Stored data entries
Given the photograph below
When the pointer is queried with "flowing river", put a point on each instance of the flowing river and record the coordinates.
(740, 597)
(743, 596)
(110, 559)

Task instructions:
Copy out every record again, letter for letter.

Reply:
Given the photograph below
When the pointer is queried with "flowing river", put a point on each instance of the flowing river and record the coordinates.
(740, 597)
(743, 596)
(110, 559)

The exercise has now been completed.